[Data entries]
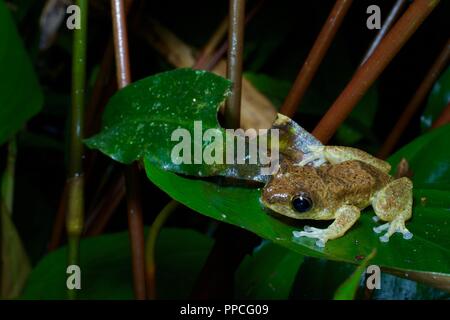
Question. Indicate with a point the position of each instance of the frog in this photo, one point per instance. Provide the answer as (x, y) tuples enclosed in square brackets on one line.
[(337, 183)]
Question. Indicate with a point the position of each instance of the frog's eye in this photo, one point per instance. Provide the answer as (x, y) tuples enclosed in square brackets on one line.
[(302, 202)]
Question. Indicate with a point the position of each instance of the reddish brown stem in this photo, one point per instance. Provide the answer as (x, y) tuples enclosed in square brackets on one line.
[(372, 68), (208, 60), (234, 62), (135, 222), (415, 102), (390, 19), (315, 57), (59, 223), (443, 118)]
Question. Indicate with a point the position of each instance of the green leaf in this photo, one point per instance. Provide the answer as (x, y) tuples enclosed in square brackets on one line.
[(348, 289), (241, 207), (268, 273), (20, 94), (437, 100), (106, 267), (143, 120), (139, 120)]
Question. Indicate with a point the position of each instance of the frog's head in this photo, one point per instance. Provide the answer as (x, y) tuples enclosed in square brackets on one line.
[(296, 192)]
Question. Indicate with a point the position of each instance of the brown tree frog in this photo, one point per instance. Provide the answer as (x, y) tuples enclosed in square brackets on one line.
[(336, 183)]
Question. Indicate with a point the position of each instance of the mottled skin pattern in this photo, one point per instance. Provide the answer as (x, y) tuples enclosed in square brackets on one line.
[(346, 181)]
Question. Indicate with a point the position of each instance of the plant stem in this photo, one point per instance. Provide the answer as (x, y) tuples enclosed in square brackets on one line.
[(315, 57), (151, 245), (443, 118), (7, 182), (392, 16), (415, 102), (75, 179), (234, 62), (135, 222), (368, 72)]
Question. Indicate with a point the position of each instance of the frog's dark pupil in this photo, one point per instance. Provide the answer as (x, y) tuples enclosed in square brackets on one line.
[(302, 203)]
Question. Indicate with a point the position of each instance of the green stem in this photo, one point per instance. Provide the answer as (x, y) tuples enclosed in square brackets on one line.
[(150, 246), (75, 181)]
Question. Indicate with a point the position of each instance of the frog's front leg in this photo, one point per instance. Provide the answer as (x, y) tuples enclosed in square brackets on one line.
[(346, 216), (393, 204), (337, 154)]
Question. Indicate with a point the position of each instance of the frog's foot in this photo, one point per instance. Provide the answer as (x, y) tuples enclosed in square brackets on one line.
[(315, 156), (310, 232), (397, 225), (393, 203), (346, 216)]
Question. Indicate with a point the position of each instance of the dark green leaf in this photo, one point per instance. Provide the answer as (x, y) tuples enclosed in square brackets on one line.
[(106, 267), (20, 93), (348, 289), (268, 273), (437, 100)]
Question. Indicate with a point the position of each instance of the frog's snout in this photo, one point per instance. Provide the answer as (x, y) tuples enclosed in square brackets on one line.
[(271, 197)]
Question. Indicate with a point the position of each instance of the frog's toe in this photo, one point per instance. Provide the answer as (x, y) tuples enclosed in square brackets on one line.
[(315, 233), (381, 228), (393, 227)]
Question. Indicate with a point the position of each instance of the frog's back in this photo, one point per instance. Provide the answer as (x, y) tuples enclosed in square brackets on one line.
[(352, 182)]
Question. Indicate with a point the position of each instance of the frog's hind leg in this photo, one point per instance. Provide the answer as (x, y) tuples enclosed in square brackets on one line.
[(346, 216), (339, 154), (393, 204)]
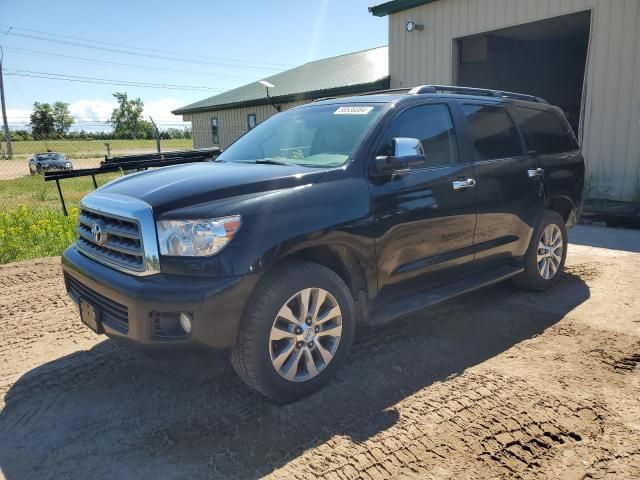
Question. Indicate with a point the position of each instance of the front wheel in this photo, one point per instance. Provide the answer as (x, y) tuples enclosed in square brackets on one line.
[(546, 255), (296, 331)]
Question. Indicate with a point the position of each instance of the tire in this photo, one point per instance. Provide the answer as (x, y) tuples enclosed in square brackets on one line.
[(535, 277), (256, 356)]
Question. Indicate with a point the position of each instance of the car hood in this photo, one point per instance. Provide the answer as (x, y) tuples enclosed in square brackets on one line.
[(171, 188)]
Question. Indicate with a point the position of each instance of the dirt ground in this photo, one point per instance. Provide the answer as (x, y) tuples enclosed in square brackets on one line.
[(499, 383)]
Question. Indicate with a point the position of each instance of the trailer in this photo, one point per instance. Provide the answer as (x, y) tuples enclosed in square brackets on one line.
[(132, 163)]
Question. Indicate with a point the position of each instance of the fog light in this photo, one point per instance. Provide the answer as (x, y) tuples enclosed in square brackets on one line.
[(185, 322)]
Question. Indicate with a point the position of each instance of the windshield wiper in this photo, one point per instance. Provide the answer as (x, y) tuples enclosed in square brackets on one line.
[(270, 161)]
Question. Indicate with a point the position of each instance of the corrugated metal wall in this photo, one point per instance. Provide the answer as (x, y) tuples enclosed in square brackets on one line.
[(611, 126), (231, 123)]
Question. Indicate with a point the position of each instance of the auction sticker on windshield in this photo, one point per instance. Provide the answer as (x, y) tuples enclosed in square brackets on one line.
[(353, 111)]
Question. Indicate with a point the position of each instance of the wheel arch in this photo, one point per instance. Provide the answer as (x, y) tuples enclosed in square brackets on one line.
[(565, 207), (344, 262)]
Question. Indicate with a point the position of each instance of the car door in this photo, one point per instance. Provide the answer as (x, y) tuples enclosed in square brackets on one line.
[(509, 194), (425, 216)]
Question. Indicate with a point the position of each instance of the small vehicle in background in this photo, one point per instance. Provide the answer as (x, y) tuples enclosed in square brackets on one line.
[(49, 161)]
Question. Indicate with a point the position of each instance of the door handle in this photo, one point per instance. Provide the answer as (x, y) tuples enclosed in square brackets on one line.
[(464, 184)]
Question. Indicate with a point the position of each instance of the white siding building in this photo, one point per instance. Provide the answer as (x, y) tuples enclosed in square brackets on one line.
[(221, 119)]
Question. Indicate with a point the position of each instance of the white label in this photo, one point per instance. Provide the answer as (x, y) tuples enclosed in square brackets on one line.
[(353, 111)]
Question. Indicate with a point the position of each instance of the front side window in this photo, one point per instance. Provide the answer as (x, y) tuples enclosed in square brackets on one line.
[(433, 126), (315, 136), (214, 131), (545, 131), (493, 133)]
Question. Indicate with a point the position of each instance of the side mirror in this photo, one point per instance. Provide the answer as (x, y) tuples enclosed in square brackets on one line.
[(407, 153)]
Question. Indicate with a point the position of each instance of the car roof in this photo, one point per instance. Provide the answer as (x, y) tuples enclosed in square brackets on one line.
[(440, 92)]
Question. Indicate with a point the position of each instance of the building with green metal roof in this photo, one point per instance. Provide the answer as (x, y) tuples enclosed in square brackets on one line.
[(221, 119)]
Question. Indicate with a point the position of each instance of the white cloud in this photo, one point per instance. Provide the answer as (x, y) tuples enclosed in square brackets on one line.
[(160, 110), (18, 117), (91, 110)]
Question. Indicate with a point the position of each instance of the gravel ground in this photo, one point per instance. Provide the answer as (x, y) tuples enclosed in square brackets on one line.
[(499, 383)]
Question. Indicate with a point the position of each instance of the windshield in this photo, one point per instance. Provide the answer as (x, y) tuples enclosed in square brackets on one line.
[(316, 136)]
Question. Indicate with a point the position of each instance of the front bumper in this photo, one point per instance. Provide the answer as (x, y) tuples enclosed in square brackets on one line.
[(129, 305)]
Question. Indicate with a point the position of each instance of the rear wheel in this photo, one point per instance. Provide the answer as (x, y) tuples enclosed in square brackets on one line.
[(296, 332), (546, 255)]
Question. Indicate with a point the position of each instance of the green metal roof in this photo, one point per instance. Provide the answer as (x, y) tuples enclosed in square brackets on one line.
[(384, 9), (351, 73)]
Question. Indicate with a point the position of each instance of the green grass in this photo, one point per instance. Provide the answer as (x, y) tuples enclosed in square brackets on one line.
[(96, 148), (32, 224), (26, 233), (34, 192)]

THE TASK:
Reproduce all of the records above exactly, but exclude the pictures.

SOLUTION:
Question. Indicate with a point the position of each instance of the frog in this photo, one point per instance. Provide the answer as (x, y) tuples enclosed in square brackets on one line.
[(337, 183)]
Question. Indicate with a point the position of each instance of the frog's eye in this photo, one point per instance. Provide the answer as (x, y) tuples enclosed in square brackets on one line.
[(302, 202)]
Question. Indicate with a point the position of each instance of the reddish brown stem in this photo, one point per instance. Provide the answer as (x, y) tuples enclosed in square brackets on one line.
[(372, 68), (208, 60), (234, 62), (135, 222), (415, 102), (390, 19), (315, 57), (59, 223), (443, 118)]
Question. Indicate with a point the position of each instance of the green leaf in this photo, one point per instance. Provide the answer as (x, y) tuples enclosed in square brackets on one line.
[(348, 289), (241, 207), (268, 273), (20, 94), (437, 100), (106, 267), (143, 120), (139, 120)]
Question. Indicate with a point the position of each instance of the frog's head in this photo, one point per instance. Provide the answer as (x, y) tuples enclosed in square brackets on one line.
[(296, 192)]
Question. Indicate with a point the position of each instance of the brown tree frog in this photo, one point per instance. Provide the answer as (x, y) tuples enclosed in square brackets on one line.
[(336, 183)]
Question. Indicate with a point the position of each instance of the mottled skin pattern in this photo, one point per instance. Provide the answer as (x, y) tuples enclosed in square brackets on one line.
[(346, 181)]
Question. Indicate with a point the position of each instance of the plant stem in this photo, one point per instance. Provide the answer as (x, y) tuples enclosed in square brackets on one line.
[(315, 57), (151, 245), (443, 118), (7, 182), (392, 16), (415, 102), (75, 179), (234, 62), (135, 222), (368, 72)]
Question. Indicate with a point the position of each instance of the frog's dark pupil in this photo, one point per instance. Provide the answer as (x, y) tuples enclosed in square brackets on one line.
[(302, 203)]
Question. Indicate with a point the position of each instance of the green stem in this photo, one point per instance. Provide the answer as (x, y) tuples enclosed in square brackets on one line.
[(150, 246), (75, 181)]
Question. Indicate with a point the position of each instance of the frog's front leg in this photo, one point per instance. Provide the answer as (x, y) tuples enclosed in square brackets on one line.
[(346, 216), (393, 204), (337, 154)]
Question. Indicate with a point the position of each instance of the frog's foot in this photo, one point per instance. Provide the answer as (x, y) tuples enclosed in square brackets on one line.
[(315, 156), (310, 232), (397, 225), (393, 203), (346, 216)]
Question. Indicate with a point the position of each instance of the dark green leaf in this photo, one point per instance. Provide the answer as (x, y) tuples enclosed in square brackets on one line.
[(106, 267), (20, 93), (348, 289), (268, 273), (437, 100)]
Question. Indicate with a point the position of each instance of the frog's snout in this photo, one point per instance. Provide the answer as (x, y) tuples enclosed in square brackets on one line.
[(271, 197)]
Question. Indicate with a point the position of each instance of the frog's toe in this photo, one point per instance. Provide the answer as (x, y) tuples enclosed in square brackets on one line.
[(315, 233), (381, 228), (393, 227)]
Question. Indicate with a point the position of each instance of the frog's back in this photo, one point per instance. Provide the answer as (x, y) tuples enclosed in square brackets on one line.
[(352, 182)]
Question. Indicate with a point the position of each instance of the frog's hind leg in this photo, one point per instance. Provide the answer as (x, y) tuples enclosed in square brackets on one line.
[(346, 216), (339, 154), (393, 204)]
Question. Indicate with a point the position of each instance of the front wheel in this photo, one point per instance. Provide the answer as (x, y) tuples enclosed in square brackets on one line.
[(546, 255), (296, 331)]
Question. Indicate with a point the position of each instance of the tire in this photo, one point per instance. Provide the answer as (x, y) tuples enclosed in square brackets on one line.
[(535, 277), (256, 356)]
Question. Indicate with a point the position of each instance of the car hood in this photo, one point per instance. Provide the answer as (x, y) tuples enclosed in square brackets on one line.
[(171, 188)]
Question. Indicate with a point the position of each instance of the dirt ground in this photo, one point per instance. Provide the answer as (x, y) tuples enclosed in square brackets on one line.
[(499, 383)]
Question. Indicate with a point the position of each instance of the trailer in this photo, one point per instance. Provide the answer as (x, y) tuples enclosed in square brackets on one line.
[(132, 163)]
Question. Indicate with a point the position of each instance of the fog light in this photo, one point per instance. Provide the answer as (x, y) tuples enclosed in square brackets on one line.
[(185, 322)]
Question. Indicate with a point the position of each instance of the windshield wiper in this photo, one point per instance. Provide the answer as (x, y) tuples enclosed in square brackets on one line.
[(270, 161)]
Question. Indicate with a point the position of each instance of the corrugated metal wall in this photo, one point per instance. Provide the answer as (x, y) tuples enclosed in square brackets on one line.
[(611, 126), (231, 123)]
Question. Indicate with a point the position of each instance of the auction sticker on windshield in this photo, one point per instance. Provide the answer as (x, y) tuples enclosed in square brackets on one line.
[(353, 111)]
Question. Indicate with a point the position of each instance of the wheel arch in this photo, one point per instance. Provide the answer as (x, y) tuples enclosed in square brackets on one line.
[(565, 207), (344, 262)]
Question. Indicate with a point the position of each instance of the car door in this photo, one point per instance. Provide the answer as (x, y) tuples enclosed in square brackets on one line.
[(509, 194), (425, 216)]
Question. Indicate with a point the position of each instance of the small vehicle in background in this photo, one point per instance. Provide the answer as (x, y) tuples enclosed in square brackets on one line.
[(49, 161)]
Question. Indicate with a point the position of each instance of the door handle in this photo, one point per instance. Provide the answer as (x, y) tuples enclosed in square brackets on one line.
[(464, 184)]
Question. Indicate with a point the position of each instance of the white siding building in this photo, one point per instance. Provide the answer as (x, y) tuples enclosed in square brackets on one line.
[(221, 119)]
Question. Indicate with a point the position of each instance of the white label in this photo, one point per instance. Provide the answer as (x, y) tuples enclosed in square brackets on one line.
[(353, 111)]
Question. Indicate with a point the position of each instance of the front side window in this photo, one point per instance. Provide the answer as (x, y) tuples enclosed in square brackets on one line.
[(433, 126), (315, 136), (214, 131), (545, 131), (493, 133)]
Question. Indicate with a point the position of each instance of the side mirror in this photo, one point per instance. Provide the answer as (x, y) tuples enclosed in square brackets on one line.
[(407, 153)]
Question. Indicate with a point the position of each instance of the car roof in this photo, one point per instance. Provide the answer as (x, y) tuples enclosed in square brackets on one line.
[(440, 92)]
Question. Indicate with a point the position of each instance of the building with green metal roof in this photo, one point per instance. Provide the answer as (x, y) tuples enclosed in square brackets on one line.
[(221, 119)]
Question. Indicate with a point the position of each instance of the white cloud in this photo, one point per instance. Provide the answer as (x, y) tuples enclosed in square brackets on one line.
[(160, 110), (18, 117), (91, 110)]
Question. Indicate with a point the position of each instance of the gravel ground in this photo, one point per instance. Provide the answer as (x, y) tuples enclosed in square brackets on one line.
[(499, 383)]
Question. Indicate with a point the position of each instance of the windshield in this photo, one point per instance. Provide the answer as (x, y) tuples enclosed in square brackets on one line.
[(316, 136)]
Question. Indicate with a point the position of each instance of the front bumper in this photo, one point per instance. Provide the answer as (x, y) tuples enclosed in square brackets on one line.
[(129, 305)]
Question. Indicate with a point the position of each instance of the rear wheel in this photo, one point per instance. Provide the answer as (x, y) tuples enclosed in square brackets on one line.
[(296, 332), (546, 255)]
Question. Indicate with a point the position of each instance of the green metal roof in this photo, one point per instance. Provide the answer as (x, y) tuples enclosed in square brackets on one line.
[(384, 9), (351, 73)]
Question. Indicate with a point the position of each instance of the green grass in this photo, one point per instance. Provide the answer as (x, y) tuples enclosed in square brackets on one line.
[(96, 148), (32, 224), (26, 233), (34, 192)]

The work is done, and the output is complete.